▶ **TO DO**
In the lines starting at the one that contains "the seal head" and ending at the one that contains "Query: seal mouth", swap "scouting survey" for "field survey". Give back only those lines, with everything else unchanged.
**** EXTRACTED DATA ****
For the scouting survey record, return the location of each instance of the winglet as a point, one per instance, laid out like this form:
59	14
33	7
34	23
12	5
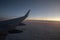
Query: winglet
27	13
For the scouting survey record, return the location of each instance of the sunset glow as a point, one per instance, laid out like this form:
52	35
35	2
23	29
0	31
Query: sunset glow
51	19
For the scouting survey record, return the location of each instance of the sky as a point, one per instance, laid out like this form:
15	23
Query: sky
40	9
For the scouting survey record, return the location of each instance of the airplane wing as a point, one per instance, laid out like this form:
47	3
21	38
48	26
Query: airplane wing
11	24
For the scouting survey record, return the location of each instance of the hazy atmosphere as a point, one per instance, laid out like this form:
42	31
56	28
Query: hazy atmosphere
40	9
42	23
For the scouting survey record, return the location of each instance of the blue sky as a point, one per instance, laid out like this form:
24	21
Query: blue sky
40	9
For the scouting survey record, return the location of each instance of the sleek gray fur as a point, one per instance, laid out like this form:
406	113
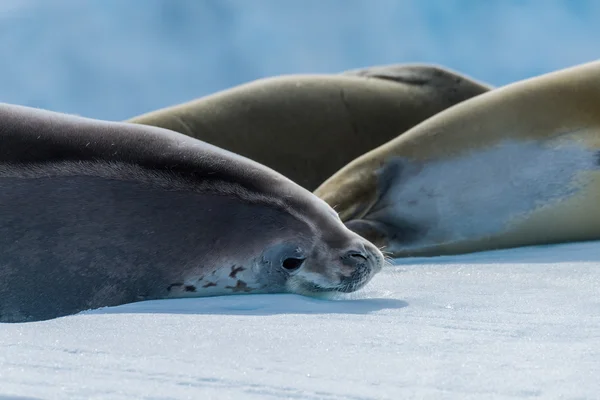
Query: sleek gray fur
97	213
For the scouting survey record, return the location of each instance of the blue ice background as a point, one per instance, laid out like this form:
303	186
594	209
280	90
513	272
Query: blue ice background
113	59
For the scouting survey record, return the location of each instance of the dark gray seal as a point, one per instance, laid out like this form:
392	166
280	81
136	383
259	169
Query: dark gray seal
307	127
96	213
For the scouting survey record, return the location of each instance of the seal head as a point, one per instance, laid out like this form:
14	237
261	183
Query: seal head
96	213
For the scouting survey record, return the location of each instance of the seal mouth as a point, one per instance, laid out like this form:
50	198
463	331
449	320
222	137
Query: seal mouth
****
**** EXTRACTED DATA ****
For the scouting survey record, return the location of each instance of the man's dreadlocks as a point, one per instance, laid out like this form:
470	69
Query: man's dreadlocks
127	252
****
**** EXTRACTED DATA ****
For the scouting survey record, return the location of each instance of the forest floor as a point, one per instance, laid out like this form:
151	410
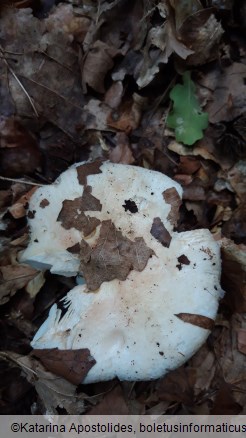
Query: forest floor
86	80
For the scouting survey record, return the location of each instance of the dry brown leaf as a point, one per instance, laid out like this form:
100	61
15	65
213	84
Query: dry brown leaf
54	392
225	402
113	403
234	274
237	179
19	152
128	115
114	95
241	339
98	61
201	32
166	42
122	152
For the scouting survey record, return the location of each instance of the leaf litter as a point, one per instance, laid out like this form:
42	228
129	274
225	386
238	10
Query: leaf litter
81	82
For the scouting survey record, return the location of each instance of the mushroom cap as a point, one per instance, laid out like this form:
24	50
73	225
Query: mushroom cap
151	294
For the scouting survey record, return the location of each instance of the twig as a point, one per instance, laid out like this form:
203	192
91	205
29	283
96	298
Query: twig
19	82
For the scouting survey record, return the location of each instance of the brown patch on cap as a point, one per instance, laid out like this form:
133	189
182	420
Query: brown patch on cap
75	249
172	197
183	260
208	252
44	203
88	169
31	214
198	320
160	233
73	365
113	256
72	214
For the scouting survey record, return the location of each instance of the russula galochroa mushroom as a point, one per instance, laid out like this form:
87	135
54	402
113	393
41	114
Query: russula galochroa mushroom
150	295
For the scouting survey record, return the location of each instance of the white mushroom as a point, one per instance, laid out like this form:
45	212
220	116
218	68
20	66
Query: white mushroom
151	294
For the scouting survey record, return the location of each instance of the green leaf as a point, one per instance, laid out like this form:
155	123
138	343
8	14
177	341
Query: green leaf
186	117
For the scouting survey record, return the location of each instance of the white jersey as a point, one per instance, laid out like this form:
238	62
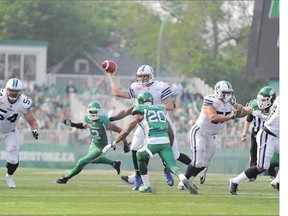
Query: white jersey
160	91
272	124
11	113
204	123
****
▶ **TASK OUTPUT**
For the field survey record, return the location of each instance of the seal head as a point, one per instance, laid out like this form:
14	237
261	183
Query: seal head
96	213
For the field survey record, return the location of each instance of the seal mouth as a point, one per instance, laid out like this form:
50	198
463	331
449	320
222	137
Query: seal mouth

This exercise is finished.